- **DIRECTIONS FOR THIS TASK**
Extract all of the records below word for word, leaving the pictures out.

- **EXCERPTED RECORDS**
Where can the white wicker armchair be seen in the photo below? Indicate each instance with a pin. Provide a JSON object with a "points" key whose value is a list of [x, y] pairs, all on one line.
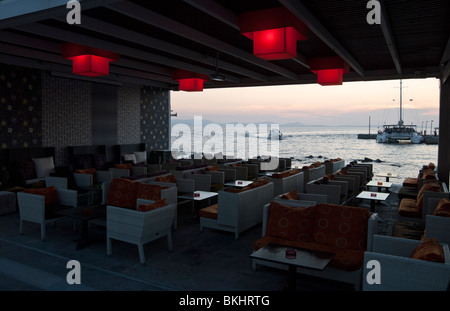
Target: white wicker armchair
{"points": [[138, 227], [32, 208], [399, 272]]}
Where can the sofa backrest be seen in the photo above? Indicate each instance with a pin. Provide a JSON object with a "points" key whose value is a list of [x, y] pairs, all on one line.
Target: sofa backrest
{"points": [[243, 209], [124, 192], [341, 226]]}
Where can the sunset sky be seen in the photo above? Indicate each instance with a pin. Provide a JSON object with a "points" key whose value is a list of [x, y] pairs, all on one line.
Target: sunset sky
{"points": [[349, 104]]}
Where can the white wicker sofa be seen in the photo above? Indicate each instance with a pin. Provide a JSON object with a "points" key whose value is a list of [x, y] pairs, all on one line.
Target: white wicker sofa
{"points": [[335, 190], [348, 268], [237, 211], [399, 272], [34, 207], [333, 165], [138, 227], [287, 181]]}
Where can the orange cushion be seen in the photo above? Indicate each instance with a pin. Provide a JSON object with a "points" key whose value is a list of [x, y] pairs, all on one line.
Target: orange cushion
{"points": [[212, 168], [429, 250], [292, 195], [344, 259], [51, 197], [291, 223], [411, 182], [209, 212], [427, 186], [341, 226], [122, 193], [170, 178], [149, 191], [151, 206], [443, 208], [86, 171]]}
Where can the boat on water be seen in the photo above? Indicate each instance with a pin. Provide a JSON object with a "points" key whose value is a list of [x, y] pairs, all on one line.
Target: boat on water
{"points": [[275, 134], [400, 132]]}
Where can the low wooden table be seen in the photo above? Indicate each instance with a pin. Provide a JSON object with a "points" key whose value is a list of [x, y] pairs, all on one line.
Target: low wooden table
{"points": [[239, 183], [305, 258], [373, 197], [379, 184], [387, 175], [85, 214], [201, 197]]}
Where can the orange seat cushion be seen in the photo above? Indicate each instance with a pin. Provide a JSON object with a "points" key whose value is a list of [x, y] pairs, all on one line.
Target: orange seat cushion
{"points": [[209, 212], [49, 193], [169, 178], [411, 182], [292, 195], [122, 193], [149, 191], [291, 223], [429, 250], [443, 208], [341, 226]]}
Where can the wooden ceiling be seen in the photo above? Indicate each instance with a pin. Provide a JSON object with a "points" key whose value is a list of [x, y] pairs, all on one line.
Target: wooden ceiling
{"points": [[154, 38]]}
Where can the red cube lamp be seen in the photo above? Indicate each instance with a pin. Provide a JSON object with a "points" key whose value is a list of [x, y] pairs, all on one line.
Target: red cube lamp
{"points": [[87, 61], [274, 32], [329, 70]]}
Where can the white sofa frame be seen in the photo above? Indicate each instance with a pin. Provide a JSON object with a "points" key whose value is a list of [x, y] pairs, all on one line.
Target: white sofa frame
{"points": [[238, 212]]}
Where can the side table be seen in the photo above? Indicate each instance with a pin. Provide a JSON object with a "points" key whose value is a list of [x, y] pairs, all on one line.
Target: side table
{"points": [[7, 202]]}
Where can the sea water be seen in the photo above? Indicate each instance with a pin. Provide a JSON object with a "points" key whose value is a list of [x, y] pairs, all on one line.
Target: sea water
{"points": [[306, 145]]}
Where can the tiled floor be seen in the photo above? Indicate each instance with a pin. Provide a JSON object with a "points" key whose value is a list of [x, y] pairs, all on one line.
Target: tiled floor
{"points": [[200, 261]]}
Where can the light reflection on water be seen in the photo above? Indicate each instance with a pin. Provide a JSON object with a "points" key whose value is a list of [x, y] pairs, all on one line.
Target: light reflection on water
{"points": [[306, 145], [333, 142]]}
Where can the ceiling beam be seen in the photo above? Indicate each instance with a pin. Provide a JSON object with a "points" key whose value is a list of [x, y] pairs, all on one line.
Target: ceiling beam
{"points": [[226, 16], [125, 34], [389, 37], [40, 44], [57, 59], [152, 18], [302, 13], [14, 13], [219, 12]]}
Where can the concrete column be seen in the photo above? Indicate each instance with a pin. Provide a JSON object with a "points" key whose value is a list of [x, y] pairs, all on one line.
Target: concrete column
{"points": [[444, 132]]}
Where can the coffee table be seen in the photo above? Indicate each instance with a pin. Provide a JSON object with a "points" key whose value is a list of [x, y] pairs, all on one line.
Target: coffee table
{"points": [[239, 183], [373, 197], [198, 196], [387, 175], [85, 214], [379, 184], [305, 258]]}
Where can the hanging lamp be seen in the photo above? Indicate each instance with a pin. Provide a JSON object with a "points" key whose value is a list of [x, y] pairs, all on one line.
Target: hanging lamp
{"points": [[274, 32], [88, 61], [329, 70]]}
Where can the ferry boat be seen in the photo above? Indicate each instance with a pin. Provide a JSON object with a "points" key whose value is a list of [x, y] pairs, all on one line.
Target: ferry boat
{"points": [[399, 132], [275, 134]]}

- **PROBLEM SOLUTION**
Where can the white wicker armchair be seen in the photo below? Indicate each instance with a pin. Provide a JSON object with a "points" key whose value is a list of [x, y] pairs, all on one line.
Target: white wicker armchair
{"points": [[138, 227], [32, 208], [399, 272]]}
Where can the sofa backrest be seen in the photo above? Indicate each instance with a pin. Provide a JSON object with a "points" key whose value is a list of [x, y] pairs, all on one line.
Target: sofa backrest
{"points": [[243, 209], [124, 192], [341, 226]]}
Where can the sunset sky be seen in the photo above? Indicate each instance with a pin. Provide a JSON object with a "points" key whose value is a list of [x, y] pairs, all on one line.
Target: sunset sky
{"points": [[349, 104]]}
Where can the white wicker sofa be seen in the photo above? Indicate each instance with a pin. Provide a JSON object with a "points" key whose value is a list of [x, y] pairs, all on one line.
Target: white wicker sofa
{"points": [[335, 190], [348, 268], [237, 211], [399, 272], [34, 207], [333, 165], [138, 227], [287, 181]]}
Where can the orange cushion be seen in the photo above? Indicate each instance with a pin. Provide a JSON object with a "points" key whose value is a list of [x, y] pairs, all on one line.
Target: orange cushion
{"points": [[212, 168], [429, 250], [292, 195], [344, 259], [51, 197], [291, 223], [411, 182], [209, 212], [427, 186], [341, 226], [122, 193], [170, 178], [149, 191], [151, 206], [443, 208], [86, 171]]}
Where can the boat on water be seen in the photo above? Indicate each instance with a pin. Provide a JSON object with a "points" key whose value is a list of [x, y] pairs, all on one line.
Target: boat on water
{"points": [[275, 134], [400, 132]]}
Where can the low wooden table be seen in the photo above? Indicate each instance with a pin. Provide a JSON object with a "points" key whose value is a list of [x, y] pairs, all on one line.
Target: low wooden table
{"points": [[239, 183], [305, 258], [373, 197], [379, 184], [387, 175], [85, 214], [201, 197]]}
Where can the orange seat cushion be seen in the photo above? Indicate each instance with a pin. Provide a JSON object with a "points" key whose value is a list of [x, y] pairs, all on one line.
Target: orange seat cushion
{"points": [[209, 212], [49, 193], [169, 178], [411, 182], [292, 195], [122, 193], [149, 191], [291, 223], [429, 250], [443, 208], [341, 226]]}
Where can the wooden ceiling be seen in the photo above? Indicate each instance with a pin. Provide a JSON object with a "points" key whose value is a list of [x, y] pairs, all on one line.
Target: wooden ceiling
{"points": [[154, 38]]}
Where can the red cube lamp be seen in the photo above? Indicate each instance with a pin. Provide a JSON object with a "points" key whose value is a list of [x, y] pairs, all on one line.
Target: red cube lamp
{"points": [[87, 61], [274, 32], [329, 70]]}
Where can the white sofa frame be seen in the photo above? Indicate each instance with a pin. Provide a JSON object with a "points" key whose value is a list of [x, y] pairs, all on one line.
Target: white sofa frame
{"points": [[238, 212]]}
Where can the side table be seen in the photo above? Indicate each instance with a pin. Provide a JSON object with a "points" key whose value is a list of [x, y] pairs, all on one line.
Target: side table
{"points": [[7, 202]]}
Where can the sea water be seen in the photo above? Indicate each instance with a pin. Provide a JSON object with a "points" key whose value is a list of [x, y] pairs, all on one line.
Target: sea water
{"points": [[306, 145]]}
Where can the tiled floor be seen in the photo above? Indicate each instance with a pin. Provide a JSON object with a "points" key whose value is a list of [x, y] pairs, all on one line.
Target: tiled floor
{"points": [[200, 261]]}
Where can the light reflection on water be seen in the photo above? Indicate each instance with a pin. Provide a JSON object with a "points" key whose value is a list of [x, y] pairs, all on one line.
Target: light reflection on water
{"points": [[306, 145], [333, 142]]}
Where can the ceiling beam be seen in the photo above? Indicate each instance with a pin. Provide a JSON object with a "points" key whose value is a list of [x, y] pairs, all on one line.
Target: ceiling beam
{"points": [[226, 16], [125, 34], [389, 37], [40, 44], [57, 59], [152, 18], [302, 13], [14, 13], [219, 12]]}
Where can the concrete column be seen in the photo above? Indicate each instance with a pin. Provide a JSON object with a "points" key whose value is a list of [x, y] pairs, all on one line.
Target: concrete column
{"points": [[444, 132]]}
Where can the coffee table be seen in the photo above? Indicate each instance with a pin. Provide a JSON object with a "points" key whose value is a list of [x, y] pairs, all on one line.
Target: coffee table
{"points": [[239, 183], [373, 197], [198, 196], [387, 175], [85, 214], [379, 184], [305, 258]]}
Where can the hanging lamp be seen in the photo above? Indicate each instance with a pin. Provide a JSON object with a "points" key whose value is a list of [x, y] pairs, all on one line.
Target: hanging lamp
{"points": [[274, 32], [88, 61], [329, 70]]}
Where can the ferry boat be seen in the photo above? Indicate each instance with a pin. Provide a JSON object with a "points" key whose value is a list of [x, y] pairs, all on one line.
Target: ferry boat
{"points": [[399, 132], [275, 134]]}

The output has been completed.